======== Quoted passage ========

The DMA-render numbering is a third, distinct integer space
MemorySpaceToDriverResource (0x1d6223e0) maps the LLO enum to a hardware driver-resource id stamped into a DMA descriptor's address word. It is not the enum value and it traps on cmem and the SparseCore spaces:
// xla::jellyfish::MemorySpaceToDriverResource(MemorySpace ms) sub_1D6223E0
function MemorySpaceToDriverResource(ms):
switch ms: // ms = the 17-value LLO MemorySpace enum
case 0 (<no space>): return 10
case 1 (hbm): return 2
case 2 (hib): return 3
case 3 (vmem): return 4
case 4 (cmem): FATAL("Unsupported memory space") // memory_space.cc:31 — not DMA-addressable here
case 5 (smem): return 6
case 6 (sflag): return 0
case 7 (imem): return 5
case 8 (barna_core_bmem): return 7
case 9 (barna_core_smem): return 9
case 10 (barna_core_sflag): return 1
case 11 (barna_core_imem): return 8
case 12..16 (sparse_core_*): FATAL("Unsupported memory space") // memory_space.cc:49
The sflag → render id 6 ordering this switch implies is the same one SflagImmPtr (0x1d5185a0) bakes into its pointer: it passes render-space 6 to ImmPtr while the resulting operand still carries the kSflag(6) tag. A reimplementer must carry the MemorySpace enum end-to-end and convert to a driver-resource id only at the descriptor boundary via this explicit switch.
Wire-format remap
LLO serializes through MemorySpaceProto (descriptor @ VA 0xbf8cc80). The proto and the C++ enum name the same 17 spaces with different integers across 2..11 (hib is C++ 2 / proto 10; vmem is C++ 3 / proto 2; cmem is C++ 4 / proto 11); they agree at 0, 1, and 12..16. The full remap table and the masked DMA-validity gates live on memory-space-enum.md; a (de)serializer that conflates proto field numbers with the runtime enum silently relabels every vmem/cmem/hib buffer.

========

▶ **What is expected**:
Copy everything in the DMA numbering text from "Wire-format remap" down to "every vmem/cmem/hib buffer.", word for word.

======== Information shown ========

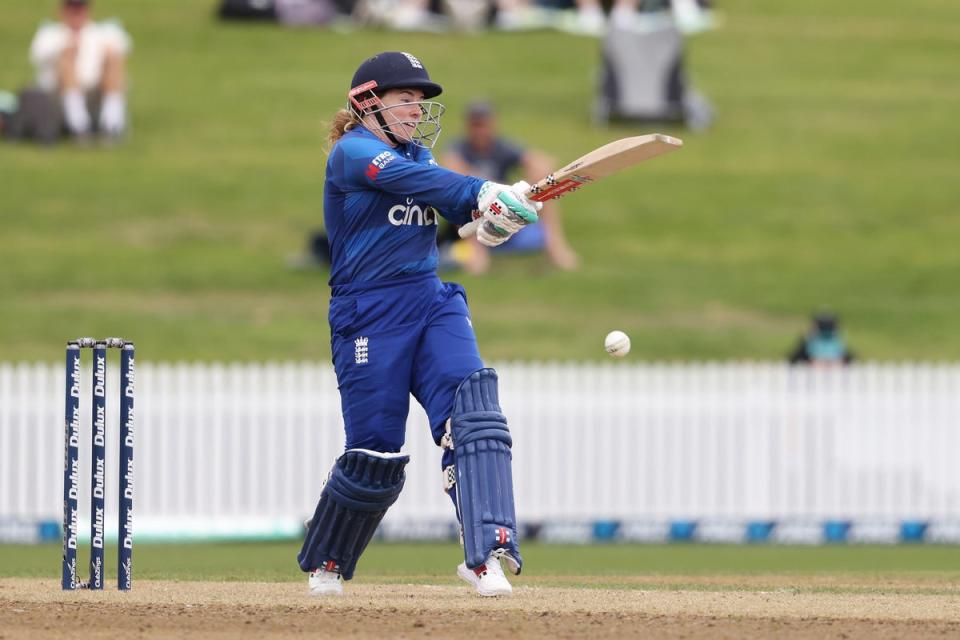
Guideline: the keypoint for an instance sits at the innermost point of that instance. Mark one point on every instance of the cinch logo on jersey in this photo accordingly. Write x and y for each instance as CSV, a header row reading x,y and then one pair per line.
x,y
416,64
411,214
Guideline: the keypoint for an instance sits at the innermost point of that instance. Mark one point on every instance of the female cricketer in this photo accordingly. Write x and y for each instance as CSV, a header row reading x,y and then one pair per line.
x,y
396,329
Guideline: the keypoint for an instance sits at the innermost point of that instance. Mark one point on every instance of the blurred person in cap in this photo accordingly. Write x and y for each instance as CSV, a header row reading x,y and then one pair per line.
x,y
822,344
80,77
483,152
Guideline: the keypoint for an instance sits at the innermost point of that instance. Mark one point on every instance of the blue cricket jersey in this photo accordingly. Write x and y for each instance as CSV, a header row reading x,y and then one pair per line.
x,y
380,205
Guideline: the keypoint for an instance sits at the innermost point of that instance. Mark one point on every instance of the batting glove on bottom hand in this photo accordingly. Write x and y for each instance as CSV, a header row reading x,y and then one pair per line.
x,y
505,211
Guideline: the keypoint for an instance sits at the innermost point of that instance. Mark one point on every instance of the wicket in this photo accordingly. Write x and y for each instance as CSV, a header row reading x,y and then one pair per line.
x,y
71,465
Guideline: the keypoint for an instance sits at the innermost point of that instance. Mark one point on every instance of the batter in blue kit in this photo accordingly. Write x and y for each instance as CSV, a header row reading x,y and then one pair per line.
x,y
397,330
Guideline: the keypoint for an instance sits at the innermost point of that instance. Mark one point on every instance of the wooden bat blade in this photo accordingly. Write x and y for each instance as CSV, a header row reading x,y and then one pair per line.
x,y
601,162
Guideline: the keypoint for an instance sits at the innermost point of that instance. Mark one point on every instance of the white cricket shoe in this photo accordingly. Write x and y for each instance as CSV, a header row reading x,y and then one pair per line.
x,y
326,581
488,578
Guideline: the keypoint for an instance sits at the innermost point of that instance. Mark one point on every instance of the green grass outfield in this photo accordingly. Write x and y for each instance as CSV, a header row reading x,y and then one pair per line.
x,y
830,179
545,564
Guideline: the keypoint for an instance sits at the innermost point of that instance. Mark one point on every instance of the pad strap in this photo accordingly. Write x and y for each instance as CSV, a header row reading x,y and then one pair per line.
x,y
361,487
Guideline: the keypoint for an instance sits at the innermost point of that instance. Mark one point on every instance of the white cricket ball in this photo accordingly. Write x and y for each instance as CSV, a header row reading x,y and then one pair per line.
x,y
617,344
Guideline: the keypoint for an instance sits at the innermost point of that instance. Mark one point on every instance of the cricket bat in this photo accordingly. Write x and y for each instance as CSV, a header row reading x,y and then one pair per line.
x,y
599,163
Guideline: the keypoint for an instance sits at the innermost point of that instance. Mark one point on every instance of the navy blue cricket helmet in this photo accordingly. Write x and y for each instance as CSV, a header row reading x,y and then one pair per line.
x,y
395,70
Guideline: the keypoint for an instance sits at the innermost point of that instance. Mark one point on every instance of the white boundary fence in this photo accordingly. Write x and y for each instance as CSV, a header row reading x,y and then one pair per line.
x,y
236,450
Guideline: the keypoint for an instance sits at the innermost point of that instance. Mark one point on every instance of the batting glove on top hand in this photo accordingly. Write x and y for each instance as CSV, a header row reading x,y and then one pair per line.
x,y
505,211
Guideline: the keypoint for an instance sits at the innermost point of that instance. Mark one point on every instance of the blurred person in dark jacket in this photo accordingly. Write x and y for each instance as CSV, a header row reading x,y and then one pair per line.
x,y
80,78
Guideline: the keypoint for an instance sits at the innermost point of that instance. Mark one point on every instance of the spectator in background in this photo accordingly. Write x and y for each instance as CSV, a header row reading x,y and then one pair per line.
x,y
483,153
822,345
80,78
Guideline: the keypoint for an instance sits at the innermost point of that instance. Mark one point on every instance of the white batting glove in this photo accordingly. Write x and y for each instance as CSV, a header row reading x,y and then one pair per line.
x,y
505,211
113,114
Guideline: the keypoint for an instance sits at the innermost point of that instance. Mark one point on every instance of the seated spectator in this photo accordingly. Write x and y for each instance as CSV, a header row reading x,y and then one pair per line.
x,y
80,78
822,345
483,153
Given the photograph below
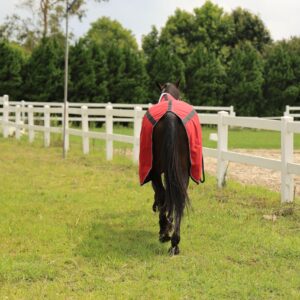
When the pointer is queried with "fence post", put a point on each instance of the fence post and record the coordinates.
(67, 139)
(85, 129)
(109, 131)
(47, 125)
(18, 121)
(232, 112)
(5, 116)
(30, 124)
(23, 104)
(222, 146)
(287, 111)
(287, 149)
(136, 133)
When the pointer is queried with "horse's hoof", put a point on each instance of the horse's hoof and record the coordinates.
(163, 238)
(174, 251)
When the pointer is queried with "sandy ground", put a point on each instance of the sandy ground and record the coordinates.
(253, 175)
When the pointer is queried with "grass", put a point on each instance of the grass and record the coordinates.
(82, 228)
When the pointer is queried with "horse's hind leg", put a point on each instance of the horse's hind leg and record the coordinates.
(159, 203)
(175, 239)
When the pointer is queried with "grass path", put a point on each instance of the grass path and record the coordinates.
(83, 229)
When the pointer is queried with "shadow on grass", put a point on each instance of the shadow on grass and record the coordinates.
(117, 241)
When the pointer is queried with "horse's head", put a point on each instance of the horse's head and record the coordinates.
(170, 88)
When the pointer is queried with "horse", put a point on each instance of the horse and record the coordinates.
(170, 159)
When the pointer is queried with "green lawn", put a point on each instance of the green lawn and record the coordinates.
(82, 228)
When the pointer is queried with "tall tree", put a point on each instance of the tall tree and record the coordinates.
(43, 73)
(11, 62)
(282, 76)
(213, 27)
(205, 78)
(127, 80)
(82, 75)
(249, 27)
(177, 33)
(164, 66)
(245, 80)
(45, 19)
(106, 32)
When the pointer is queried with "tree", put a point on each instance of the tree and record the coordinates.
(177, 33)
(282, 76)
(43, 73)
(12, 60)
(164, 66)
(88, 73)
(45, 19)
(205, 78)
(249, 27)
(106, 32)
(127, 80)
(150, 42)
(99, 60)
(245, 80)
(82, 75)
(213, 27)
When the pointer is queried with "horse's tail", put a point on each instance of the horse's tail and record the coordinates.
(175, 181)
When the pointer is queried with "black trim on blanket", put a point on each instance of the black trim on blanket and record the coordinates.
(150, 118)
(189, 116)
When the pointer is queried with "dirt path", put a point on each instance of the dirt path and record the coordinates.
(253, 175)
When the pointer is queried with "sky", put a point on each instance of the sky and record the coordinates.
(280, 17)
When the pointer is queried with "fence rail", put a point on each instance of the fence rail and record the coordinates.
(24, 118)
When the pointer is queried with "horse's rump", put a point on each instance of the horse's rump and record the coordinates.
(189, 119)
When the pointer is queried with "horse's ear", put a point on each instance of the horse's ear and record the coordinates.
(160, 86)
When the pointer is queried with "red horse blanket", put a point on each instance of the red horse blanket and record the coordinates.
(189, 119)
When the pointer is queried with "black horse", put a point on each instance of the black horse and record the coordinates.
(171, 158)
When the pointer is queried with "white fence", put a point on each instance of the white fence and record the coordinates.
(15, 116)
(292, 111)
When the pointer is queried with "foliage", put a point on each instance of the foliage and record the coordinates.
(11, 63)
(127, 78)
(45, 19)
(205, 78)
(249, 27)
(106, 33)
(245, 80)
(282, 75)
(164, 66)
(44, 72)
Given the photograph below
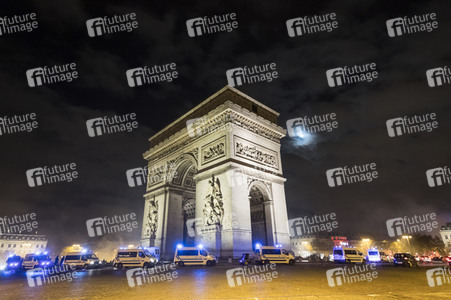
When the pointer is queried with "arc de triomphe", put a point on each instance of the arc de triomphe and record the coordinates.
(215, 178)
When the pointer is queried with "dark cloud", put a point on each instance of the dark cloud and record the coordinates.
(300, 90)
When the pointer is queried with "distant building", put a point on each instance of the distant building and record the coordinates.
(21, 244)
(445, 233)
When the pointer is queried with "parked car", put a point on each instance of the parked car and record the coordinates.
(348, 255)
(193, 256)
(136, 257)
(274, 255)
(425, 259)
(81, 260)
(405, 260)
(37, 260)
(384, 257)
(14, 262)
(437, 260)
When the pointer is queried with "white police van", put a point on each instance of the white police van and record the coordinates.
(136, 257)
(274, 255)
(374, 255)
(81, 260)
(193, 256)
(348, 255)
(37, 260)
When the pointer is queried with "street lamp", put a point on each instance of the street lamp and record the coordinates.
(408, 237)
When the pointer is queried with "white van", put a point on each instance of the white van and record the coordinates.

========

▶ **Task response**:
Wire-format remap
LLO serializes through MemorySpaceProto (descriptor @ VA 0xbf8cc80). The proto and the C++ enum name the same 17 spaces with different integers across 2..11 (hib is C++ 2 / proto 10; vmem is C++ 3 / proto 2; cmem is C++ 4 / proto 11); they agree at 0, 1, and 12..16. The full remap table and the masked DMA-validity gates live on memory-space-enum.md; a (de)serializer that conflates proto field numbers with the runtime enum silently relabels every vmem/cmem/hib buffer.